> Extracted information
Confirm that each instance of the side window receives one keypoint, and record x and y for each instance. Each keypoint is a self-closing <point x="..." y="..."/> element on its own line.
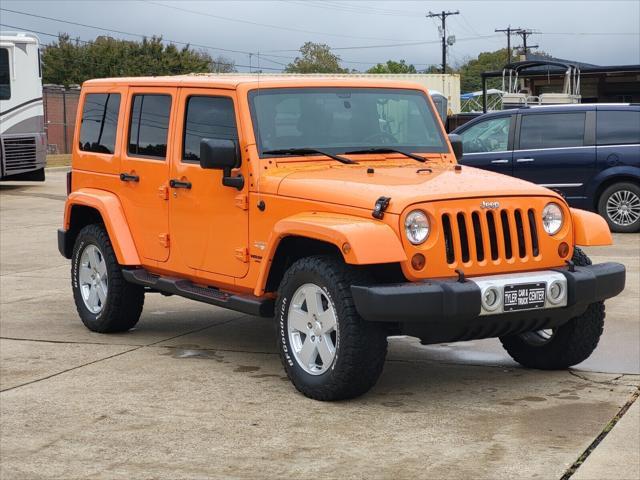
<point x="552" y="130"/>
<point x="207" y="117"/>
<point x="149" y="125"/>
<point x="615" y="127"/>
<point x="489" y="136"/>
<point x="5" y="77"/>
<point x="99" y="122"/>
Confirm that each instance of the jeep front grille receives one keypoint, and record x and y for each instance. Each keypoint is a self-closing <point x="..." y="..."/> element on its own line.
<point x="481" y="235"/>
<point x="19" y="153"/>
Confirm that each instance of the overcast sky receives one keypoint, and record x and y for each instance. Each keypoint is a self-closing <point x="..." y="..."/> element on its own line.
<point x="599" y="32"/>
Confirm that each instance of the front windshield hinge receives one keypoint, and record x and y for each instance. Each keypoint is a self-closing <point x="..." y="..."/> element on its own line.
<point x="381" y="205"/>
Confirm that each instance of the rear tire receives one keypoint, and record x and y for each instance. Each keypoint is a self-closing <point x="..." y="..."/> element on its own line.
<point x="564" y="346"/>
<point x="619" y="204"/>
<point x="328" y="351"/>
<point x="105" y="301"/>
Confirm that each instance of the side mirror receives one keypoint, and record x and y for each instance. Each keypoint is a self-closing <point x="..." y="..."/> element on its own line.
<point x="222" y="154"/>
<point x="456" y="145"/>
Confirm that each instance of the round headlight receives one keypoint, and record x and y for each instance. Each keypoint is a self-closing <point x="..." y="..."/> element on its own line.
<point x="416" y="227"/>
<point x="552" y="218"/>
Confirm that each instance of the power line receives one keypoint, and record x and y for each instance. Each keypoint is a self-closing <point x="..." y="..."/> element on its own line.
<point x="259" y="24"/>
<point x="48" y="34"/>
<point x="524" y="34"/>
<point x="443" y="18"/>
<point x="121" y="32"/>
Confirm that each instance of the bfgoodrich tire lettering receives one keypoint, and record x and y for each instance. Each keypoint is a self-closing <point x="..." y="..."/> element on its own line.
<point x="360" y="347"/>
<point x="123" y="303"/>
<point x="567" y="345"/>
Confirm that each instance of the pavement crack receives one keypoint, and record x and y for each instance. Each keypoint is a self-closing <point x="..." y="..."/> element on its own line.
<point x="69" y="370"/>
<point x="71" y="342"/>
<point x="605" y="382"/>
<point x="605" y="431"/>
<point x="137" y="347"/>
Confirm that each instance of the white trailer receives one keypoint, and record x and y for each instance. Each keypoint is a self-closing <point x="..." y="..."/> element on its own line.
<point x="23" y="143"/>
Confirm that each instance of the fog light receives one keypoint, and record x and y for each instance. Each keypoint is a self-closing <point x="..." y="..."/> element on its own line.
<point x="555" y="292"/>
<point x="563" y="249"/>
<point x="418" y="261"/>
<point x="490" y="299"/>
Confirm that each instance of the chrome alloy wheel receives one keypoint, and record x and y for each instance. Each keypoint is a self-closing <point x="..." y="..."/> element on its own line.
<point x="539" y="337"/>
<point x="92" y="279"/>
<point x="313" y="329"/>
<point x="623" y="207"/>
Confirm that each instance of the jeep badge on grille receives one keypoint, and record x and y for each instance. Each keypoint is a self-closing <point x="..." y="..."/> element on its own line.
<point x="489" y="205"/>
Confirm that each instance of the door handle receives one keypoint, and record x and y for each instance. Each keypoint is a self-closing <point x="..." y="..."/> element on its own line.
<point x="127" y="177"/>
<point x="173" y="183"/>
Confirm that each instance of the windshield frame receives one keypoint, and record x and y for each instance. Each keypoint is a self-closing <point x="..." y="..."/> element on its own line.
<point x="340" y="150"/>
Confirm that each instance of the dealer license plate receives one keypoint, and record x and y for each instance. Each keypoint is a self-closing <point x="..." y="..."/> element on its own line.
<point x="524" y="296"/>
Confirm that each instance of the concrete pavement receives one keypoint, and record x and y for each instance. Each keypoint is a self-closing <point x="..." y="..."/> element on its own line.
<point x="195" y="391"/>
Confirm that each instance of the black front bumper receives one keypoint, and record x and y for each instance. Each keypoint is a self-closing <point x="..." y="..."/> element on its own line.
<point x="449" y="310"/>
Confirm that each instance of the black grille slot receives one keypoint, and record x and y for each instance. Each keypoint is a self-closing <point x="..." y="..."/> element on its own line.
<point x="522" y="248"/>
<point x="477" y="235"/>
<point x="464" y="240"/>
<point x="493" y="238"/>
<point x="534" y="232"/>
<point x="19" y="152"/>
<point x="448" y="239"/>
<point x="506" y="234"/>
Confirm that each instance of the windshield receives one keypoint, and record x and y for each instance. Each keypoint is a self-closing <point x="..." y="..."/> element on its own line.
<point x="339" y="120"/>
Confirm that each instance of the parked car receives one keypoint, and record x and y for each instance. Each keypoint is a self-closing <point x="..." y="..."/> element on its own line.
<point x="335" y="207"/>
<point x="589" y="153"/>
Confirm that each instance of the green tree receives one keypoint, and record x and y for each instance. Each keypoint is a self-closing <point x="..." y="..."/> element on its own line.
<point x="392" y="67"/>
<point x="222" y="64"/>
<point x="470" y="72"/>
<point x="70" y="61"/>
<point x="315" y="58"/>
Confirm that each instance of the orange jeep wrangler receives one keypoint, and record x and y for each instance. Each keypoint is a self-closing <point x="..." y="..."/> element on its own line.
<point x="334" y="206"/>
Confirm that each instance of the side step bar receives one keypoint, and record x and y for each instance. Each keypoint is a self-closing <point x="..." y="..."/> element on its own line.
<point x="262" y="307"/>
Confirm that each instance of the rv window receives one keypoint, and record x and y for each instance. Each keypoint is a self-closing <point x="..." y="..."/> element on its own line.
<point x="207" y="117"/>
<point x="99" y="122"/>
<point x="616" y="127"/>
<point x="5" y="78"/>
<point x="149" y="125"/>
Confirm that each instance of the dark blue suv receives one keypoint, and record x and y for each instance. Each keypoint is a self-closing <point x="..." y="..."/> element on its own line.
<point x="590" y="153"/>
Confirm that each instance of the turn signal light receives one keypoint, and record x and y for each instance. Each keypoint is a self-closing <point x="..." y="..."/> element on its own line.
<point x="563" y="249"/>
<point x="418" y="261"/>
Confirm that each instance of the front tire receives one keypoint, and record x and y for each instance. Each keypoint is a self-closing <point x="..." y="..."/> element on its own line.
<point x="564" y="346"/>
<point x="328" y="351"/>
<point x="105" y="301"/>
<point x="619" y="204"/>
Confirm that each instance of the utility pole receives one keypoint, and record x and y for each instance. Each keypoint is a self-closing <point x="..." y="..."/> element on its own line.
<point x="443" y="18"/>
<point x="508" y="31"/>
<point x="524" y="34"/>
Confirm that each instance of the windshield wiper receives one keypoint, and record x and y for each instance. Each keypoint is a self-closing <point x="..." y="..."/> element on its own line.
<point x="308" y="151"/>
<point x="388" y="150"/>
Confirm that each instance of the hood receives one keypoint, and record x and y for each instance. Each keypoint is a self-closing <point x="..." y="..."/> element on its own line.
<point x="406" y="184"/>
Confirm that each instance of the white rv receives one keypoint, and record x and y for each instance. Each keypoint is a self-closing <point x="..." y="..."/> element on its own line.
<point x="22" y="138"/>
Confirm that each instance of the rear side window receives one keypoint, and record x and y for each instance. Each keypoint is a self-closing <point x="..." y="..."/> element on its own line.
<point x="552" y="130"/>
<point x="99" y="122"/>
<point x="5" y="78"/>
<point x="207" y="117"/>
<point x="149" y="125"/>
<point x="617" y="127"/>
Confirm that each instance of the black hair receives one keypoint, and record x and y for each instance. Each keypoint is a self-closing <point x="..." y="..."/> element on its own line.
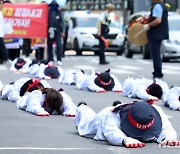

> Exercise goal
Retype all the data exactly. Omit pictures.

> Solution for this problem
Confirm that each instance of the side window receives one keypoint, and record x and y for each instance. Each keypoint is a self-closing <point x="..." y="..."/> element on its own line.
<point x="552" y="130"/>
<point x="207" y="117"/>
<point x="149" y="125"/>
<point x="615" y="127"/>
<point x="489" y="136"/>
<point x="5" y="77"/>
<point x="99" y="122"/>
Confirm that each instance of the jeep front grille receives one keypoint, and record x and y for each instance. Each keypoint is a self-closing <point x="..." y="..."/> element on its own line.
<point x="481" y="235"/>
<point x="19" y="153"/>
Confirm that each instance of the overcast sky receives one keypoint, and record x and y for each instance. Each keypoint is a self-closing <point x="..." y="..."/> element on its own line.
<point x="599" y="32"/>
Confirm that each instance of the front windshield hinge receives one keypoint, and record x and y for each instance. Each keypoint is a self-closing <point x="..." y="..."/> element on its own line.
<point x="381" y="205"/>
Confirm that each instance of the rear tire receives one keypoint, and record x and y for each instance. Each keypoint is a self-closing <point x="..." y="..."/> element on its own line.
<point x="564" y="346"/>
<point x="619" y="204"/>
<point x="328" y="351"/>
<point x="105" y="301"/>
Confirm that each instance of the side mirror receives one keypoint, and record x and y for each instance. Each keypoint is a self-closing <point x="..." y="..."/> element on its own line.
<point x="222" y="154"/>
<point x="456" y="145"/>
Confirm that each instance of the round headlight receives one keypoint, and record x and y for each instance. Each keypoint is a self-closing <point x="..." y="..."/> element on its own line.
<point x="416" y="227"/>
<point x="552" y="218"/>
Confirm that each instance of the power line receives one keypoint, and record x and y for each instance. Each keypoint is a self-closing <point x="..." y="..."/> element on its own line.
<point x="259" y="24"/>
<point x="48" y="34"/>
<point x="524" y="34"/>
<point x="443" y="18"/>
<point x="121" y="32"/>
Confirm that each instance of the bfgoodrich tire lettering receives one keypoint, and record x and y for each instance. Each keypoint is a self-closing <point x="..." y="..."/> element on its own line.
<point x="360" y="347"/>
<point x="123" y="303"/>
<point x="567" y="345"/>
Confirm that each instance of the pavement crack receives one keypoint, and record x and y for each instance. Each keypoint is a self-closing <point x="..." y="..."/> element on its own line.
<point x="69" y="370"/>
<point x="71" y="342"/>
<point x="605" y="382"/>
<point x="605" y="431"/>
<point x="137" y="347"/>
Confirm that each instance of the white trailer receives one keypoint, and record x and y for each instance. Each keypoint is a self-closing <point x="..." y="..."/> element on its own line.
<point x="23" y="143"/>
Confirm that each instance of the fog light receives one keypoint, and record x and y for each instance. Each keypoint is a self-closing <point x="..." y="..."/> element on its own line.
<point x="555" y="292"/>
<point x="563" y="249"/>
<point x="418" y="261"/>
<point x="490" y="299"/>
Confirm that each instance of the chrome alloy wheel receives one keypoint, and record x and y for each instance. Each keypoint is a self-closing <point x="..." y="..."/> element on its own line.
<point x="539" y="337"/>
<point x="92" y="279"/>
<point x="313" y="329"/>
<point x="623" y="207"/>
Confirm that each instance of the jeep badge on grille receives one keypoint, and record x and y for each instance. Each keypoint is a self-closing <point x="..." y="..."/> element on its own line.
<point x="489" y="205"/>
Confirm that each instance of the door handle receives one keypoint, and record x and y for each instance. Each keypoint is a self-closing <point x="..." y="..."/> element on its own line.
<point x="127" y="177"/>
<point x="173" y="183"/>
Confirm that each instance of the windshield frame receives one keypoint, and record x and y for each instance. Each keypoint is a self-closing <point x="..." y="..."/> element on its own line.
<point x="340" y="150"/>
Confirm that each instance of the dealer license plate receives one keypoint, and record x and y for each instance. Each keypoint is a self-closing <point x="..." y="..."/> element on its own line.
<point x="524" y="296"/>
Confirm that each instance of the concrete pavement receives one keypoint, and record x and y for each instance. Each keypoint is a self-closing <point x="..." y="..."/> element on its own line.
<point x="195" y="391"/>
Confirm that each instance of the black front bumper receives one keypoint, and record x and y for each instance. Each keypoint is a self-closing <point x="..." y="..."/> element on its own line.
<point x="449" y="310"/>
Confirm that each instance of the black grille slot receives one keypoint, and record x and y for each instance. Each keypoint is a self-closing <point x="..." y="..."/> element on its own line.
<point x="522" y="248"/>
<point x="477" y="235"/>
<point x="464" y="240"/>
<point x="493" y="238"/>
<point x="534" y="232"/>
<point x="19" y="152"/>
<point x="448" y="239"/>
<point x="506" y="234"/>
Confirm that each instance of the windshield receives one keypoint, and record x and y for each instance. Each keypoint is a self-closing <point x="..." y="..."/> element on its own line.
<point x="339" y="120"/>
Confirm that each instance of the parked car receives one keypoint, and record x and y for each instance. Each keypoint is a self-closing <point x="..." y="..."/> element on its own line.
<point x="335" y="207"/>
<point x="589" y="153"/>
Confirm that each instance of the green tree receives one keypoint, and record x and y for each instance. Each keypoint is a self-closing <point x="..." y="..."/> element on its own line.
<point x="392" y="67"/>
<point x="222" y="64"/>
<point x="470" y="72"/>
<point x="70" y="61"/>
<point x="315" y="58"/>
Confirm that each instance of the orange jeep wrangler receives one keypoint, and record x and y for each instance. Each keypoint is a self-closing <point x="..." y="..."/> element on its own line.
<point x="334" y="206"/>
Confirm that each instance of the side step bar receives one keypoint, and record x and y for each instance. Each keypoint is a self-closing <point x="..." y="..."/> element on its own line.
<point x="262" y="307"/>
Confirm that each instance of the rv window receives one keypoint, and record x and y for each instance. Each keypoint is a self-closing <point x="..." y="..."/> element on its own line.
<point x="207" y="117"/>
<point x="99" y="122"/>
<point x="616" y="127"/>
<point x="5" y="78"/>
<point x="149" y="125"/>
Confirm that each instance of the dark blue suv receives one keypoint, and record x and y for each instance. Each keypoint is a self-closing <point x="..." y="..."/> element on its own line.
<point x="590" y="153"/>
Confirm that each instance of the turn signal light receives one keypoint, and record x and y for each instance. Each keypoint is a self-closing <point x="..." y="..."/> element on its own line.
<point x="563" y="249"/>
<point x="418" y="261"/>
Confirm that each instance of the front tire receives one keypoint, and record x and y for each instance. Each keypoint is a self-closing <point x="..." y="..."/> element on its own line.
<point x="564" y="346"/>
<point x="328" y="351"/>
<point x="105" y="301"/>
<point x="619" y="204"/>
Confirm that each instance of the utility pole receives one keypoint, and record x and y for each instance. Each keypoint is a self-closing <point x="..." y="..."/> element on its own line.
<point x="443" y="18"/>
<point x="508" y="31"/>
<point x="524" y="34"/>
Confirm that each instance of the windshield wiper receives one keypoint, and record x and y for each instance. Each keypoint is a self-closing <point x="..." y="..."/> element on its own line.
<point x="308" y="151"/>
<point x="388" y="150"/>
Confirm that each instance of the hood receives one keypoint, and record x and y for each instance. Each keypoint is a self-closing <point x="..." y="..."/> element on its own line.
<point x="406" y="184"/>
Confirm that each instance of the white rv receives one keypoint, and record x and y for each instance. Each keypoint is a self-closing <point x="..." y="..."/> element on its own line.
<point x="22" y="138"/>
Confirm that each instance of the rear side window receives one keypoint, and record x and y for each instance. Each keypoint is a self-closing <point x="..." y="..."/> element on its own line.
<point x="552" y="130"/>
<point x="99" y="122"/>
<point x="5" y="78"/>
<point x="207" y="117"/>
<point x="149" y="125"/>
<point x="617" y="127"/>
Confirm that each instance of the black hair receives one keypoint, and record x and y for each instance. Each keypoint is a self-closing <point x="..." y="..."/> element on its own line.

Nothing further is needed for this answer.